*Given request:* Please rewrite the listing with every "striped jersey" changed to "striped shirt" and nothing else altered, and leave the pictures out of your answer.

● ● ● ●

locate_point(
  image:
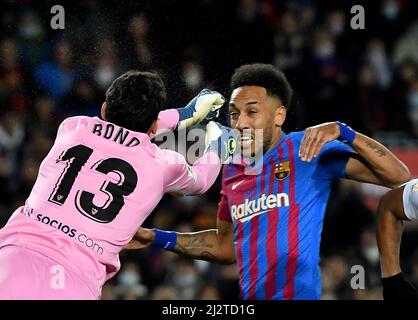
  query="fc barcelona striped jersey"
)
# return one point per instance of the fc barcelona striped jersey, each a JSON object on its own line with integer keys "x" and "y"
{"x": 278, "y": 216}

● ● ● ●

*Result of this exercise:*
locate_point(
  image:
  query="fc barcelona striped shirt"
)
# return one point per instance of the fc barcelona striped shirt, each a JSON object on its own line with integer keys "x" and "y"
{"x": 278, "y": 216}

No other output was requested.